WORK TASK >> Restate word for word the entries below, starting with the line with "Target: white cloud" and continuing through the line with "Target: table lamp". Include both of those lines and no others.
DATA SECTION: Begin
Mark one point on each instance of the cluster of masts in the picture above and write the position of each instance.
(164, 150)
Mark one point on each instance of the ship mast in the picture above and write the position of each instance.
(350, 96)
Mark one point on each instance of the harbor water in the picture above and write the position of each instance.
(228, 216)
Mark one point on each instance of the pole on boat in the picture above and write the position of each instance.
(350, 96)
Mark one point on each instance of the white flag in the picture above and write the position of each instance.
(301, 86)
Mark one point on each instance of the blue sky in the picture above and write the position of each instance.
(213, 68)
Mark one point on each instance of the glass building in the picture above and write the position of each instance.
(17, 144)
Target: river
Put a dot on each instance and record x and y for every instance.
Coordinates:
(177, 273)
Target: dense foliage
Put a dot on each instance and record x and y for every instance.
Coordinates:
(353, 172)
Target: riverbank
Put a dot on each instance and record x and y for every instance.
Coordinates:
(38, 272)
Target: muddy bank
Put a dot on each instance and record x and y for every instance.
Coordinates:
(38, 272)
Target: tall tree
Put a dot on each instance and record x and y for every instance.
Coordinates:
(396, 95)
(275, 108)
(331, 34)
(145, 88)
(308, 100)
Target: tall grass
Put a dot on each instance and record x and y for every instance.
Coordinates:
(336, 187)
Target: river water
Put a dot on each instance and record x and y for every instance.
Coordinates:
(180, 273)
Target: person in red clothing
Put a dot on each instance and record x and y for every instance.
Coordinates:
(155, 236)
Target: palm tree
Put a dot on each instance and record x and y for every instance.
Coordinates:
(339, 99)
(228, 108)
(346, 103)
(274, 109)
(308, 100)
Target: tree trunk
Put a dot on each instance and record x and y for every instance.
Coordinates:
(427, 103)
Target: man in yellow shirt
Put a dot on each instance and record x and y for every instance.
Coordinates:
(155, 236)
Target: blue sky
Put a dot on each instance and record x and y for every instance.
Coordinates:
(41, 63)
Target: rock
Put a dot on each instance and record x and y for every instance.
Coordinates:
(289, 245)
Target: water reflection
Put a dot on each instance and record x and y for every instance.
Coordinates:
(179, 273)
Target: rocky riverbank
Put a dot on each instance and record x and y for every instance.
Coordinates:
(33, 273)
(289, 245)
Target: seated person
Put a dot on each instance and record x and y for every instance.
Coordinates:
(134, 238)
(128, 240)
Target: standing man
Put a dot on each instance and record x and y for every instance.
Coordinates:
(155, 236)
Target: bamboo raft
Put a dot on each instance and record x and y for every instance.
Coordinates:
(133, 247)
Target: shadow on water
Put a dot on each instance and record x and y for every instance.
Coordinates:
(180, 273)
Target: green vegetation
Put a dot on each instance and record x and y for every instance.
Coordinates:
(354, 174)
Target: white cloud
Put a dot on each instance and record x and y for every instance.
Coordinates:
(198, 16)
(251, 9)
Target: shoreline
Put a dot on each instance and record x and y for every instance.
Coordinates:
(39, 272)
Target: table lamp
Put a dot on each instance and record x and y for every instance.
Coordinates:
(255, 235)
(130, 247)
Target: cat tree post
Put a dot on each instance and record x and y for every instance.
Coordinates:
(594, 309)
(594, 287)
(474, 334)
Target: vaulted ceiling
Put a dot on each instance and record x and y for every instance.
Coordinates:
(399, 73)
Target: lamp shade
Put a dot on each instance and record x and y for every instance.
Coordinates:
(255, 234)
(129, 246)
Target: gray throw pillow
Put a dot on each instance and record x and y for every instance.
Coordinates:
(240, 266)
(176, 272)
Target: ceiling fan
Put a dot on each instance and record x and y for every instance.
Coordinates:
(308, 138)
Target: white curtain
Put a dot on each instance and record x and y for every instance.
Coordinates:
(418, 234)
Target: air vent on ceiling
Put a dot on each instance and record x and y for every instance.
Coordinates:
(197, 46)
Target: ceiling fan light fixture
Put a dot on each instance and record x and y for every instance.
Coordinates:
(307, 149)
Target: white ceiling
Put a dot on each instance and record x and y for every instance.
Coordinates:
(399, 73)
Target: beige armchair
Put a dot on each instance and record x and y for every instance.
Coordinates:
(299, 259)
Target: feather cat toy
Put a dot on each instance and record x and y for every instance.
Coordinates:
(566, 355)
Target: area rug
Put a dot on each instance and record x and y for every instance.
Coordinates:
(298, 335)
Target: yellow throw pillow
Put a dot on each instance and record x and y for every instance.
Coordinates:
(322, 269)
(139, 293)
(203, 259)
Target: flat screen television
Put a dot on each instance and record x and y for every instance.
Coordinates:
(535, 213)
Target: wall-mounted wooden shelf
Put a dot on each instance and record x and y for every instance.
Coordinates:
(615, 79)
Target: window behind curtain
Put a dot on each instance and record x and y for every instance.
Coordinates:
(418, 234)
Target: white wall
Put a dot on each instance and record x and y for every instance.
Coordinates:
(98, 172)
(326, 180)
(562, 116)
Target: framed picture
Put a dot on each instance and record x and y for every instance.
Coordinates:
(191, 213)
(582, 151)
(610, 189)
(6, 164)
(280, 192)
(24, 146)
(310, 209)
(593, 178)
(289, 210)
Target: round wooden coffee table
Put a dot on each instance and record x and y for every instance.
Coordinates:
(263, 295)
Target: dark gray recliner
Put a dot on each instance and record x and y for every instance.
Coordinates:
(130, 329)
DATA SECTION: End
REPLY >>
Target: white cloud
Put a dot on each instance and record x and y for every instance.
Coordinates:
(198, 16)
(251, 9)
Target: shoreline
Put a dot on each instance and record x and y for every instance.
Coordinates:
(39, 272)
Target: table lamp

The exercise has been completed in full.